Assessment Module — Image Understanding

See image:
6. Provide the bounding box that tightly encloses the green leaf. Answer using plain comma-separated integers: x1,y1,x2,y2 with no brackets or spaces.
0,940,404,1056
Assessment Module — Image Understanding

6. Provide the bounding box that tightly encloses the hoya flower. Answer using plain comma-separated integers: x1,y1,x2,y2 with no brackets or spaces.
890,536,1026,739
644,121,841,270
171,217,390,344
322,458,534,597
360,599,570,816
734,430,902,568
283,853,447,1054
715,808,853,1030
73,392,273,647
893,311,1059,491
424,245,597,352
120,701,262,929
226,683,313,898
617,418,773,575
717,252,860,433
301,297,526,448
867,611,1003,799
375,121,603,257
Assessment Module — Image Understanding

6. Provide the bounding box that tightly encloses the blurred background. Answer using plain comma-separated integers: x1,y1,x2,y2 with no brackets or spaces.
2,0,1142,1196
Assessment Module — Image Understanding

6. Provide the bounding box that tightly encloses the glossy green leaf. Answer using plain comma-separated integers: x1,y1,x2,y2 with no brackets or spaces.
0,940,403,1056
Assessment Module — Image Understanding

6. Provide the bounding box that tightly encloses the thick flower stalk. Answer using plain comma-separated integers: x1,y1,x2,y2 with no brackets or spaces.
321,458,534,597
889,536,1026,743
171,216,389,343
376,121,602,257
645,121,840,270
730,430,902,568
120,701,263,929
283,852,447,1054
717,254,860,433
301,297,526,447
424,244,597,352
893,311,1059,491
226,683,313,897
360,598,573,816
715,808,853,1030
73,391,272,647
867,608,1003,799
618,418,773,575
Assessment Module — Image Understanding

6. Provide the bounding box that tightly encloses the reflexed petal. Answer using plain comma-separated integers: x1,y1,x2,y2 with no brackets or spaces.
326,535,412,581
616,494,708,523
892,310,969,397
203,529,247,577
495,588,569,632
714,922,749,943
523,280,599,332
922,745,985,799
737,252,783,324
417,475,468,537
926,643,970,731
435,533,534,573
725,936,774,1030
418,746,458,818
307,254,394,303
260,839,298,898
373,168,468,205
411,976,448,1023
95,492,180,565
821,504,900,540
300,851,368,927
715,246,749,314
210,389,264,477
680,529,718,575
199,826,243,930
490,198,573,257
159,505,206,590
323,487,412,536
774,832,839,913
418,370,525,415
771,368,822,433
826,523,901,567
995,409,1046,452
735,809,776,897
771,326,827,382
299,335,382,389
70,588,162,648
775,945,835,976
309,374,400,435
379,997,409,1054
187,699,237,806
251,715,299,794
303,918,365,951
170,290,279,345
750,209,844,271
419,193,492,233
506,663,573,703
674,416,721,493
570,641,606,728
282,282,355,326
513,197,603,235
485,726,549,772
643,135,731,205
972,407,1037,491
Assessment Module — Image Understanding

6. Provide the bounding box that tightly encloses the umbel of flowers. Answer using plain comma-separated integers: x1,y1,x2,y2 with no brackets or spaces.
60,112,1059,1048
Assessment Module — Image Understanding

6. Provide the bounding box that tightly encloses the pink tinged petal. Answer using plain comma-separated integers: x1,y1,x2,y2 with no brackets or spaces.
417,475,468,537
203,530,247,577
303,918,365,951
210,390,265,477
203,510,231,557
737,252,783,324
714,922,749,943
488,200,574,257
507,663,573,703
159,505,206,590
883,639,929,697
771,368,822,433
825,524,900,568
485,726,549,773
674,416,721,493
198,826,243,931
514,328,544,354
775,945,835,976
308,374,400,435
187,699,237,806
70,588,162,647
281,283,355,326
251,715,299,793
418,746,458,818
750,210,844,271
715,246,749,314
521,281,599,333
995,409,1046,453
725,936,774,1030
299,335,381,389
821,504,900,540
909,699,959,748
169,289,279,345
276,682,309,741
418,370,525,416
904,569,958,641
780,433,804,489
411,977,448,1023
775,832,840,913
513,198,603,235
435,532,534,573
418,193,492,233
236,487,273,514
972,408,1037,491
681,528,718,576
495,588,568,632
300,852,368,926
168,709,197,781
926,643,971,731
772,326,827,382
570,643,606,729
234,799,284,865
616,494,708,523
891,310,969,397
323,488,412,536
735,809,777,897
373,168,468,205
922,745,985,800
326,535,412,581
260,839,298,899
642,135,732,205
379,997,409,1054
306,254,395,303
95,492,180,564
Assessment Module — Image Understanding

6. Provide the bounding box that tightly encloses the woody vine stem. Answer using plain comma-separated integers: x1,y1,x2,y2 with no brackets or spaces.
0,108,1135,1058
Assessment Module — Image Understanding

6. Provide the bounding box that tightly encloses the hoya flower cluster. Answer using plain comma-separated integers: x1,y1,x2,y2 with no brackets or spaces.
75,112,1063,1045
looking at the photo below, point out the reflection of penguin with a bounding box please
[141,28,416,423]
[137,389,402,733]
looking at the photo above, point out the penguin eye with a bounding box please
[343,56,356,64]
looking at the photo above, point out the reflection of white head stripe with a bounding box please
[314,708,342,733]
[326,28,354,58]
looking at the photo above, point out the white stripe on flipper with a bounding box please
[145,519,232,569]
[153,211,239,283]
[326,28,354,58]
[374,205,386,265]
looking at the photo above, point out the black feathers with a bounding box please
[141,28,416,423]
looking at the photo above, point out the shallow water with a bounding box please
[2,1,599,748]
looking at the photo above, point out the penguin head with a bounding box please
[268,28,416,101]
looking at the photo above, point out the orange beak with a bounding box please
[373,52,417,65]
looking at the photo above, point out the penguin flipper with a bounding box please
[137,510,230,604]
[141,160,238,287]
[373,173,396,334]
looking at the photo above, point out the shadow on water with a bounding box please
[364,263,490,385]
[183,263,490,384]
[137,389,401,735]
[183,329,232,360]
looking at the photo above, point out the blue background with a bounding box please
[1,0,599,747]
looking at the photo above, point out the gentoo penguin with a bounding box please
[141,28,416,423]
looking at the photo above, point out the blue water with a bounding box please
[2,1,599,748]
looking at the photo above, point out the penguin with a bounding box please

::::::::

» **ABOUT THIS EXERCISE**:
With the line that contains "looking at the photo above, point out the shadow" as the first and the final line of the data as the last, repeat every line in that span exactly.

» **RESPONSE TO THIS TASK**:
looking at the photo above, point out the shadow on water with a bounding box please
[364,263,490,385]
[183,263,490,384]
[137,389,401,735]
[183,329,232,360]
looking at the photo above, point out the blue background with a bounding box please
[1,0,599,747]
looking at the photo above, point out the gentoo penguin with a bounding box please
[141,28,416,423]
looking at the photo above, point out the blue water with a bounding box please
[2,1,599,748]
looking at the photo above, point out the penguin with a bounding box please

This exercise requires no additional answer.